## ASSIGNMENT
In this exercise, every entry is to be copied exactly.

## EXERCISE DATA
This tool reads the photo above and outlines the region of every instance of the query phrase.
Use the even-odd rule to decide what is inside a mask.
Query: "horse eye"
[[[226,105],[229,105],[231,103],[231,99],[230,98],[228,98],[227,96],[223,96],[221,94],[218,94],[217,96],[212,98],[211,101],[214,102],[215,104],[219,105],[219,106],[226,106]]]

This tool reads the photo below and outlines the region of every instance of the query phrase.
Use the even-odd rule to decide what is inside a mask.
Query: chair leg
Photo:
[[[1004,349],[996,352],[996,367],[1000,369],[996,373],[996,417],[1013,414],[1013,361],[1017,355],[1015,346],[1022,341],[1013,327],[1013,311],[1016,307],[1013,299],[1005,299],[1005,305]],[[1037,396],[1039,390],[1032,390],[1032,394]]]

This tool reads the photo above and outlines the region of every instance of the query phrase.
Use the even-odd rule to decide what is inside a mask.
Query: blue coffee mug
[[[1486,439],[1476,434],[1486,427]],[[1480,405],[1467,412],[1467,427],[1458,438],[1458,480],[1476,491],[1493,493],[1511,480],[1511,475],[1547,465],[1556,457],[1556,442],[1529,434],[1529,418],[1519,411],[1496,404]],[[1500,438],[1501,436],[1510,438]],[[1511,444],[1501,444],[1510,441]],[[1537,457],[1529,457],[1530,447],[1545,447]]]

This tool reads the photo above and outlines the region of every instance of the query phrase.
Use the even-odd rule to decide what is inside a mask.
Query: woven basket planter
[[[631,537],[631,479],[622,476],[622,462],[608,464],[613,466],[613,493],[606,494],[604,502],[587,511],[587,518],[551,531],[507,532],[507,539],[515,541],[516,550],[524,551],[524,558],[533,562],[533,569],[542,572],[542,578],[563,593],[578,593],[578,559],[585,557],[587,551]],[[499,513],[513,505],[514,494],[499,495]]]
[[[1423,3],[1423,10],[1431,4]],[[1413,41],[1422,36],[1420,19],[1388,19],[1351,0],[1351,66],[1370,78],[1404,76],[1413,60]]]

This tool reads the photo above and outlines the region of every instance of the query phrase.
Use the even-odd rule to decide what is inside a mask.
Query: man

## OUTPUT BELOW
This tool reads the photo above and outlines the region of every instance of the query phrase.
Use the even-odd rule to decide what is inside a mask.
Query: "horse eye"
[[[226,105],[229,105],[231,103],[231,99],[230,98],[228,98],[227,96],[223,96],[221,94],[218,94],[217,96],[212,98],[211,101],[214,102],[215,104],[219,105],[219,106],[226,106]]]

This tool reads the photo below and outlines the region of every instance of the query phrase.
Use the even-odd rule to decide what is inside a mask.
Query: chair leg
Photo:
[[[1004,349],[996,352],[996,367],[1000,369],[996,373],[996,417],[1013,414],[1013,361],[1017,355],[1015,346],[1022,341],[1013,327],[1013,311],[1016,307],[1013,299],[1005,299],[1005,305]],[[1037,396],[1039,390],[1032,390],[1032,394]]]

This tool reads the photo above and outlines the region of every instance of the query phrase.
Use the even-odd rule to decide what is inside a mask.
Query: blue coffee mug
[[[1486,439],[1476,434],[1486,427]],[[1480,405],[1467,412],[1467,427],[1458,438],[1458,480],[1476,491],[1493,493],[1511,480],[1511,475],[1547,465],[1556,457],[1556,442],[1529,434],[1529,418],[1519,411],[1496,404]],[[1500,438],[1501,436],[1510,438]],[[1511,444],[1501,444],[1510,441]],[[1537,457],[1529,457],[1530,447],[1545,447]]]

This tool reads the photo above and outlines the region of every instance of the query phrase.
Use the even-odd rule to decide what is inside a mask.
Query: woven basket planter
[[[631,537],[631,479],[622,476],[622,462],[608,464],[613,466],[613,493],[606,494],[604,502],[587,511],[587,518],[551,531],[507,532],[507,539],[515,541],[516,550],[524,551],[524,558],[533,562],[533,569],[542,572],[542,578],[563,593],[578,593],[578,559],[585,557],[587,551]],[[499,513],[513,505],[514,494],[499,495]]]
[[[1423,3],[1423,10],[1431,4]],[[1413,41],[1422,36],[1420,19],[1388,19],[1351,0],[1351,66],[1370,78],[1404,76],[1413,60]]]

This tool reads the photo above and outlines the region of every instance of the query phrase.
Use the even-odd rule to decide what is inside a mask.
Query: man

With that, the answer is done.